Short task
Update the material from the line with "Isolate the triangular" to the line with "197;60;273;163" by replacing "street lamp" with "streetlight". Return only those lines, leaving everything else unchanged.

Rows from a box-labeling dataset

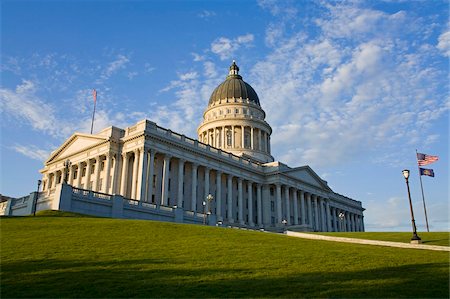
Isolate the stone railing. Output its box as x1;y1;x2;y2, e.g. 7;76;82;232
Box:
151;125;262;170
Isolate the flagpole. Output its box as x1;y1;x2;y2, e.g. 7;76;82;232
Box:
91;89;97;134
416;149;430;232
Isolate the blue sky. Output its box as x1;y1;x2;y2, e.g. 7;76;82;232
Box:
0;0;450;231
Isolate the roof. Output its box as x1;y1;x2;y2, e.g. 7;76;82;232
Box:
208;60;260;106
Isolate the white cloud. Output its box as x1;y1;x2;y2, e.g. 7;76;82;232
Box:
0;80;70;137
211;33;254;60
11;144;50;162
197;10;217;19
97;54;130;83
247;4;449;166
437;31;450;57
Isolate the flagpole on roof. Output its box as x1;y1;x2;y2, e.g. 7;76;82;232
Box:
416;149;430;232
91;89;97;134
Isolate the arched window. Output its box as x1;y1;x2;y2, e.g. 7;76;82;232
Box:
227;129;231;146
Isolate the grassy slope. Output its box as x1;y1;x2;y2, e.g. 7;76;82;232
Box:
317;232;450;246
0;215;449;298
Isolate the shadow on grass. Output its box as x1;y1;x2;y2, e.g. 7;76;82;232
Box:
422;239;450;246
1;257;449;298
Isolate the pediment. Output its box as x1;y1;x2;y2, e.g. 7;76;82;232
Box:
283;166;331;191
45;133;108;164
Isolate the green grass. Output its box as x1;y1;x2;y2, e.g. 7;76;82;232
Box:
317;232;450;246
0;213;449;298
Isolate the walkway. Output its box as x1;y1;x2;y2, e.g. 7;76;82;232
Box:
286;230;450;252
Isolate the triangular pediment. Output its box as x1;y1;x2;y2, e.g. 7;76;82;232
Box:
283;165;331;191
45;133;108;164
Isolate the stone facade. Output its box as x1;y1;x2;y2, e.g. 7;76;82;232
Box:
36;63;364;231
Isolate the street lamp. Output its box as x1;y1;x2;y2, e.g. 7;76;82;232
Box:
33;180;42;216
64;159;72;184
402;169;422;244
339;212;345;231
202;201;206;224
281;219;287;231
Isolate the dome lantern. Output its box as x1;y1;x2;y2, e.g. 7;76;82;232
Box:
197;60;273;163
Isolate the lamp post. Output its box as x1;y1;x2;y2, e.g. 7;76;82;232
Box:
339;212;345;231
402;169;422;244
33;180;42;216
202;201;206;224
64;159;72;184
203;193;214;224
281;219;287;232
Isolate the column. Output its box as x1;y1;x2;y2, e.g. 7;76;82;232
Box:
284;186;291;225
300;190;306;224
250;127;254;150
68;165;74;186
216;171;223;221
111;153;122;194
276;184;283;223
130;149;139;199
191;163;198;213
292;189;298;225
161;155;171;206
256;184;263;227
325;199;331;232
76;162;83;188
101;153;113;193
306;193;314;228
92;156;102;191
247;181;255;226
137;147;148;201
319;197;327;232
203;167;211;203
86;159;92;190
331;207;338;232
220;126;227;148
147;150;156;202
227;174;234;223
120;153;128;197
313;194;319;230
238;178;245;225
231;126;236;148
177;159;184;208
258;129;262;151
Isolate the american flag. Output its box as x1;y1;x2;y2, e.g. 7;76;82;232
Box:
417;153;439;166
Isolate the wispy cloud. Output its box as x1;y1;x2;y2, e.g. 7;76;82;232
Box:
211;33;254;60
11;144;50;162
437;31;450;57
0;80;72;137
197;10;217;19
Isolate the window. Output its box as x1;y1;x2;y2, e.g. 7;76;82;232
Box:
227;129;231;146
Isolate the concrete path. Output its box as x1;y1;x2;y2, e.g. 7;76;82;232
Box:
286;230;450;252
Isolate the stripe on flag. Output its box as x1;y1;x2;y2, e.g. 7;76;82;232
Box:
417;153;439;166
419;167;434;177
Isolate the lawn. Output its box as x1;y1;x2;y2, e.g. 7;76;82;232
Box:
0;214;449;298
315;232;450;246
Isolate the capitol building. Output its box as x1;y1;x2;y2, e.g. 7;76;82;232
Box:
4;61;364;232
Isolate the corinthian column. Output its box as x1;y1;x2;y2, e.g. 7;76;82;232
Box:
177;159;184;208
161;155;171;206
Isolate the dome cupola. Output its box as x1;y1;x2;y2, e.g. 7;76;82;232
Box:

Answer below
Isolate the triangular pediment. Output its box as x1;y1;x2;y2, e.g. 7;76;82;232
Box:
283;165;331;191
45;133;108;164
Isolate the stone facade. Output its box as x1;y1;x2;y2, e.g. 7;76;82;232
Box:
36;63;364;231
Isolate the streetlight. Output its box as x1;y1;x2;y2, e.g. 7;76;82;232
Box:
33;180;42;216
64;159;72;184
402;169;422;244
339;212;345;231
202;201;206;224
281;219;287;231
Isolate the dome lantern. Output its box as x1;y1;x2;y2, e.g. 7;76;82;232
Box:
197;60;273;163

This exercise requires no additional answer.